- Opening Delimiter -

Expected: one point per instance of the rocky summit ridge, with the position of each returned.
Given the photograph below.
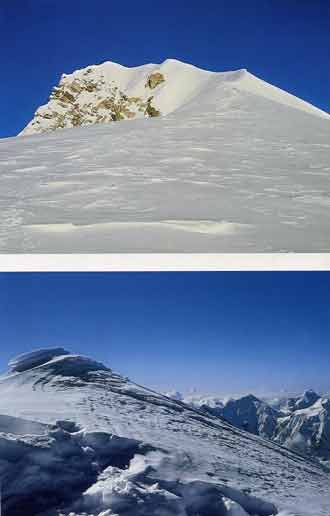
(110, 92)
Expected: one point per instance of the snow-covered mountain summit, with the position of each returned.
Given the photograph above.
(76, 438)
(111, 92)
(233, 164)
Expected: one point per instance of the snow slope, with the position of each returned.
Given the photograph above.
(234, 165)
(99, 444)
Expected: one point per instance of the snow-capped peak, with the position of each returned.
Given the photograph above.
(111, 92)
(35, 358)
(56, 361)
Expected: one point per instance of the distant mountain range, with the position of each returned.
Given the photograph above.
(301, 423)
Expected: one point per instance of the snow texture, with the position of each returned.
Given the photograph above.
(77, 439)
(232, 165)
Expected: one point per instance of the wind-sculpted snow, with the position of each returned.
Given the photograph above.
(239, 166)
(115, 447)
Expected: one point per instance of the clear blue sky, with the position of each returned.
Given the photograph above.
(286, 42)
(223, 332)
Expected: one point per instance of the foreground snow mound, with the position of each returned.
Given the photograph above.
(35, 358)
(77, 472)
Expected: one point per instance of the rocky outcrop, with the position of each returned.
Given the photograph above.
(154, 80)
(89, 97)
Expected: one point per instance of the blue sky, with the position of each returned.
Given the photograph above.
(286, 42)
(222, 332)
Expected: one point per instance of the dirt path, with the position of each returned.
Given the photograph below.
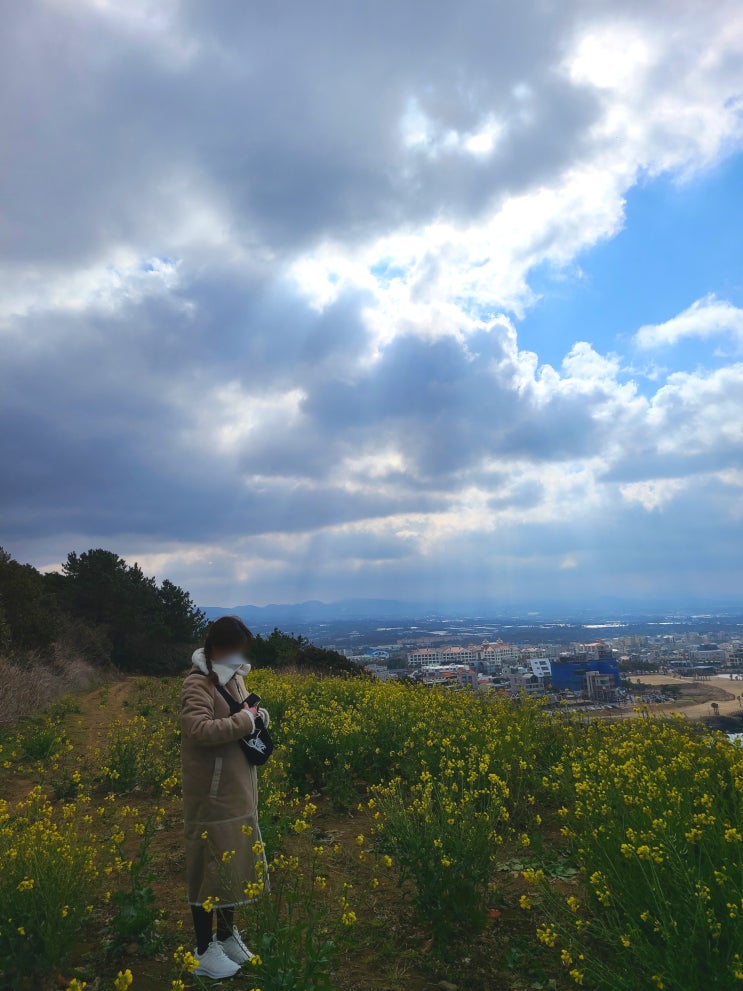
(719, 690)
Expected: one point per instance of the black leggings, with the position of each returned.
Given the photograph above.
(202, 922)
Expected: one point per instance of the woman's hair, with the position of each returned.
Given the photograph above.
(227, 631)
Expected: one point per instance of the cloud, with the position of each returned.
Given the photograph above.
(704, 318)
(261, 283)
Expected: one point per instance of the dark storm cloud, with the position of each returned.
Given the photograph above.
(163, 380)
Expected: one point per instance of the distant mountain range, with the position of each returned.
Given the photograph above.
(315, 611)
(349, 610)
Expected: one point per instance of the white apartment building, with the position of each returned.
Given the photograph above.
(433, 656)
(492, 656)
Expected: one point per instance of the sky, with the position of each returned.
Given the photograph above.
(428, 301)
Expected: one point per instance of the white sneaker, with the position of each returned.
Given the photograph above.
(214, 962)
(235, 949)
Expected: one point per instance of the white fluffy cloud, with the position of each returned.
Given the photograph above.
(261, 282)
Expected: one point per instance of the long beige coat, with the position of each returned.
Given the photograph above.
(220, 793)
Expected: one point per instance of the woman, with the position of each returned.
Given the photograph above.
(220, 795)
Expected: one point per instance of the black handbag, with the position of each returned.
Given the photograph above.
(258, 745)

- Closing Delimiter -

_Work item_: Only lines with the word "summit" are wanted, so copy each one from the records.

_Output of the exercise_:
Expected: one point per instance of the rocky summit ridge, with the position of each returned.
Expected: one point per instance of the snow-covered mountain summit, with the position of each returned.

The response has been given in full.